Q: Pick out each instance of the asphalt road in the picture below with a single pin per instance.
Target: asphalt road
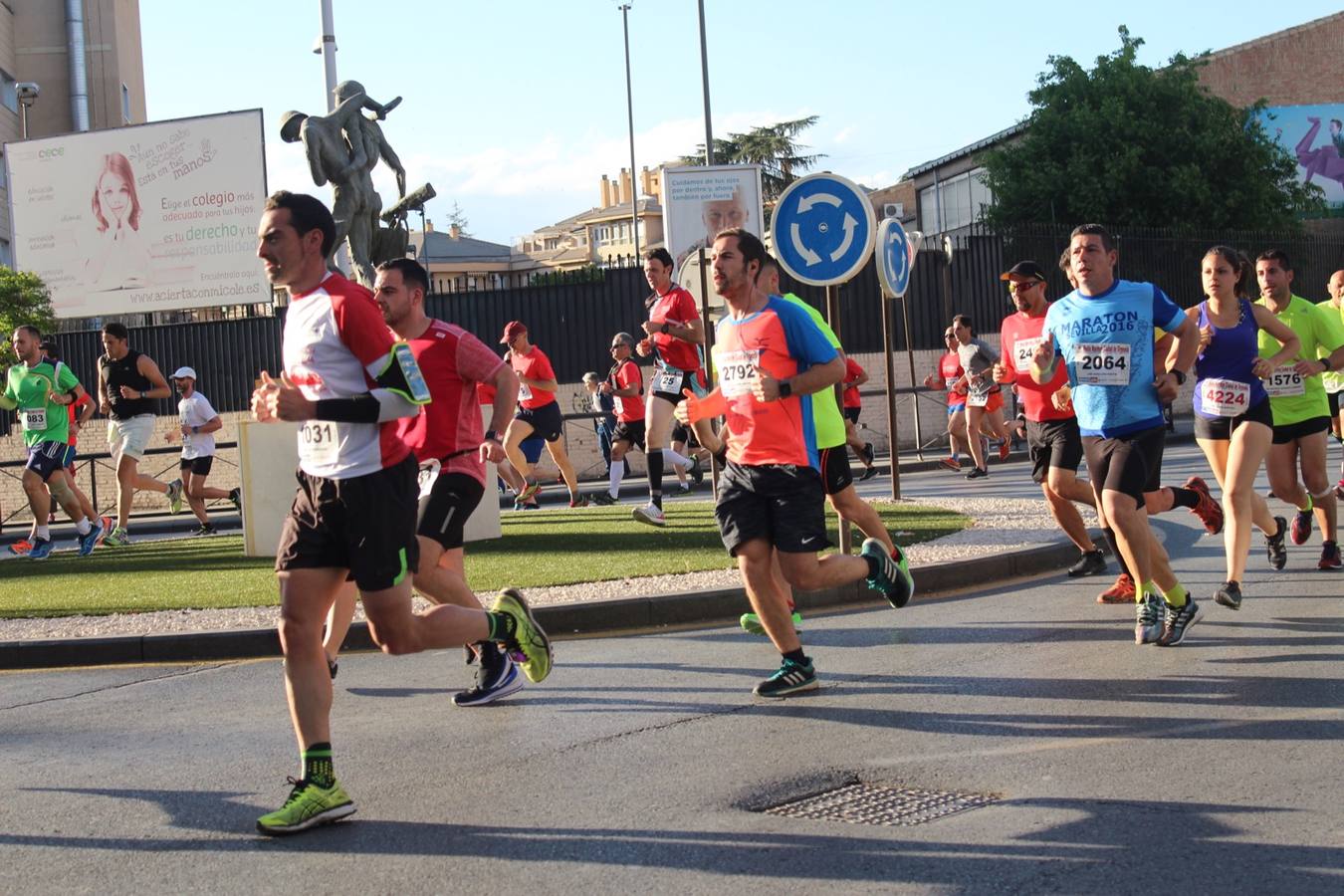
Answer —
(641, 765)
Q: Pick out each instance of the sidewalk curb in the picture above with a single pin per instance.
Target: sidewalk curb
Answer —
(567, 619)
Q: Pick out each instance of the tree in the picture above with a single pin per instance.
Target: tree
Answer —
(23, 300)
(772, 146)
(1129, 145)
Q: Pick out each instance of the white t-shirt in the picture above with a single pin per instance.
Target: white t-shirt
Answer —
(196, 411)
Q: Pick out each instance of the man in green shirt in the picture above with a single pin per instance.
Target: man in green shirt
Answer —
(1301, 410)
(41, 392)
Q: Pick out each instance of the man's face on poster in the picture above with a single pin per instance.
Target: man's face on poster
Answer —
(722, 214)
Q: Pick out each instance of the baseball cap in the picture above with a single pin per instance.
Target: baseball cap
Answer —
(1024, 269)
(511, 331)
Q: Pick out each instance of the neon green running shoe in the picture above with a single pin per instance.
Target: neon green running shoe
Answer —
(308, 806)
(750, 622)
(529, 637)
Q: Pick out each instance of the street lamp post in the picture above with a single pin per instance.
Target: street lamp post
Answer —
(629, 111)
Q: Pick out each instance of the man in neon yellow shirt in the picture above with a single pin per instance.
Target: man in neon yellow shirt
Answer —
(1301, 410)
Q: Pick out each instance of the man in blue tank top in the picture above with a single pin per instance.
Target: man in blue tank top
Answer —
(1104, 334)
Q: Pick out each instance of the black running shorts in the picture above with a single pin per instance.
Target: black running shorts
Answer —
(365, 524)
(783, 504)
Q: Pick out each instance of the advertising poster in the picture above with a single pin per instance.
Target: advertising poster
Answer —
(1314, 135)
(698, 202)
(140, 219)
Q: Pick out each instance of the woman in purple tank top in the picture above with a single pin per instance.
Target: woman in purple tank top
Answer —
(1232, 421)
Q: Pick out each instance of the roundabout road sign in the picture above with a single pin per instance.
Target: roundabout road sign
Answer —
(824, 230)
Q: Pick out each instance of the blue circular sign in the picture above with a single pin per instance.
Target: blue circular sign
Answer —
(893, 257)
(822, 229)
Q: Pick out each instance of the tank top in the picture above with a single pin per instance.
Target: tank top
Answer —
(122, 372)
(1229, 358)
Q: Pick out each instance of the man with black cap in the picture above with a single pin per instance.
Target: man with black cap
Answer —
(1052, 437)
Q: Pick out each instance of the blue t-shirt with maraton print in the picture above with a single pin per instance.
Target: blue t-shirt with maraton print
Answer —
(1109, 337)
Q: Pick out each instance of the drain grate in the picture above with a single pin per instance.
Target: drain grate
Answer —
(874, 804)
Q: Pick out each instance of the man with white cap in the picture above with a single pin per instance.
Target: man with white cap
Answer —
(199, 425)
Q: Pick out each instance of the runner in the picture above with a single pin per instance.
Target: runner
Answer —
(1333, 380)
(984, 398)
(41, 391)
(1052, 437)
(538, 411)
(853, 377)
(348, 384)
(127, 381)
(1232, 418)
(1104, 332)
(768, 354)
(625, 384)
(675, 336)
(1301, 410)
(196, 431)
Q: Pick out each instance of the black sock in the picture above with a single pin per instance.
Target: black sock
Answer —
(318, 765)
(1185, 497)
(1114, 550)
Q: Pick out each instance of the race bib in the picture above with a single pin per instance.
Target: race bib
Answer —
(737, 372)
(1102, 362)
(34, 419)
(1283, 383)
(1225, 398)
(427, 476)
(668, 381)
(319, 442)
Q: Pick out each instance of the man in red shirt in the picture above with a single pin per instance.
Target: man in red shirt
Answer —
(348, 383)
(538, 411)
(675, 336)
(625, 384)
(1052, 437)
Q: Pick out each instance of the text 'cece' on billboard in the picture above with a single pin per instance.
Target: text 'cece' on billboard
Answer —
(146, 218)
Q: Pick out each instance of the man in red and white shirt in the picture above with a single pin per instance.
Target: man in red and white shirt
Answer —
(1052, 437)
(346, 383)
(538, 411)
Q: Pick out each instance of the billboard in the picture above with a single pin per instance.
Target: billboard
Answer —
(1314, 137)
(698, 202)
(138, 219)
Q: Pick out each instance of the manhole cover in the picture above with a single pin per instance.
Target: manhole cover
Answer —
(874, 804)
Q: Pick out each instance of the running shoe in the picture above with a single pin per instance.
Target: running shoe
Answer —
(1178, 621)
(1301, 528)
(308, 806)
(651, 514)
(1229, 595)
(41, 550)
(750, 622)
(89, 542)
(1090, 563)
(529, 635)
(1209, 511)
(893, 577)
(118, 538)
(1148, 619)
(1274, 545)
(1329, 557)
(496, 677)
(791, 677)
(1120, 592)
(175, 496)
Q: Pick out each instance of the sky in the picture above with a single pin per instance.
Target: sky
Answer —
(515, 111)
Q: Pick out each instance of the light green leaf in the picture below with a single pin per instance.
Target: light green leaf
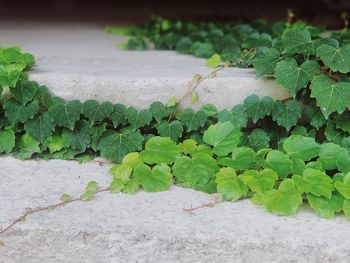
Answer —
(265, 61)
(160, 150)
(155, 180)
(304, 148)
(173, 130)
(118, 115)
(66, 114)
(260, 182)
(229, 185)
(96, 111)
(41, 127)
(316, 182)
(257, 108)
(138, 119)
(224, 137)
(257, 139)
(160, 111)
(7, 140)
(286, 114)
(284, 201)
(280, 162)
(114, 146)
(193, 120)
(27, 147)
(330, 153)
(330, 96)
(337, 58)
(24, 91)
(297, 41)
(16, 112)
(195, 171)
(326, 207)
(56, 143)
(236, 116)
(293, 77)
(79, 137)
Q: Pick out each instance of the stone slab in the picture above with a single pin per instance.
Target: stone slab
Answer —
(150, 227)
(81, 61)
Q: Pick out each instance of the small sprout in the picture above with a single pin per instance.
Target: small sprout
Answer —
(172, 102)
(194, 97)
(65, 198)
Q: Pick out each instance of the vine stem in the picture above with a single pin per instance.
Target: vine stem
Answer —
(193, 84)
(212, 204)
(41, 209)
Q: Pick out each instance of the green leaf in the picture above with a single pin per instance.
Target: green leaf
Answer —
(40, 127)
(243, 158)
(160, 111)
(265, 61)
(79, 137)
(214, 61)
(114, 146)
(195, 171)
(66, 114)
(260, 182)
(224, 137)
(138, 119)
(56, 143)
(346, 208)
(160, 150)
(343, 187)
(118, 115)
(316, 182)
(326, 207)
(257, 108)
(95, 134)
(65, 198)
(280, 162)
(10, 74)
(7, 140)
(330, 96)
(155, 180)
(173, 130)
(315, 116)
(297, 41)
(236, 116)
(336, 58)
(96, 111)
(229, 185)
(257, 139)
(24, 91)
(304, 148)
(16, 112)
(27, 147)
(293, 77)
(285, 200)
(193, 120)
(330, 153)
(286, 115)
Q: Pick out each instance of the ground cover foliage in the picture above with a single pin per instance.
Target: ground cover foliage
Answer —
(278, 153)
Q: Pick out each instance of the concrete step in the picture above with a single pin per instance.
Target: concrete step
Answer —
(150, 227)
(79, 61)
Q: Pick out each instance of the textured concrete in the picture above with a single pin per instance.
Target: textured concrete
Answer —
(83, 62)
(150, 227)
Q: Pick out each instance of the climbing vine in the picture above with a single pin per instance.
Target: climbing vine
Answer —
(278, 153)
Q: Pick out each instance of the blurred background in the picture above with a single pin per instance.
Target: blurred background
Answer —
(323, 12)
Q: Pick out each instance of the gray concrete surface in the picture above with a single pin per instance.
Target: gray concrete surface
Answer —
(150, 227)
(79, 61)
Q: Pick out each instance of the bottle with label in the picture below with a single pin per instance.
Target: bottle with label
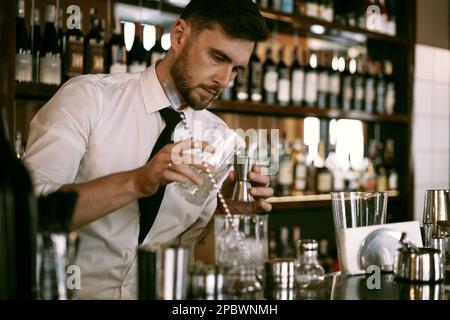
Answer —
(270, 78)
(324, 178)
(348, 85)
(286, 168)
(36, 40)
(24, 58)
(136, 59)
(312, 8)
(287, 6)
(117, 53)
(73, 52)
(284, 81)
(311, 81)
(297, 79)
(369, 88)
(94, 47)
(359, 87)
(380, 90)
(299, 155)
(324, 82)
(334, 88)
(256, 77)
(157, 52)
(389, 103)
(50, 61)
(242, 84)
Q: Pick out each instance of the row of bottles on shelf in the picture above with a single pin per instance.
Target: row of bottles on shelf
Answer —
(373, 15)
(316, 79)
(305, 173)
(286, 243)
(57, 55)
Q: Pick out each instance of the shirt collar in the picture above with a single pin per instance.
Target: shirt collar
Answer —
(152, 91)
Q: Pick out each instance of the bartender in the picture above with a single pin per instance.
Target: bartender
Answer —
(109, 138)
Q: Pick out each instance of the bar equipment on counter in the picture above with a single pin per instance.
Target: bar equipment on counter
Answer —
(418, 264)
(436, 208)
(57, 247)
(163, 272)
(279, 280)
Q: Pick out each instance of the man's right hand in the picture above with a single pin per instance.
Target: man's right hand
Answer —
(162, 169)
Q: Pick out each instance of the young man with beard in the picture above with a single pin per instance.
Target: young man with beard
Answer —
(100, 136)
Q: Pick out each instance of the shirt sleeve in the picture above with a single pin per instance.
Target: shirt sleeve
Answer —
(60, 133)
++++++++
## EXERCISE INSTRUCTIONS
For every line of the records that has the word "hand" in it, make a copy.

## RESPONSE TO THE EXERCISE
Q: Pick out each instance of the man's right hand in the picture above with a single pin per instance.
Target: man's right hand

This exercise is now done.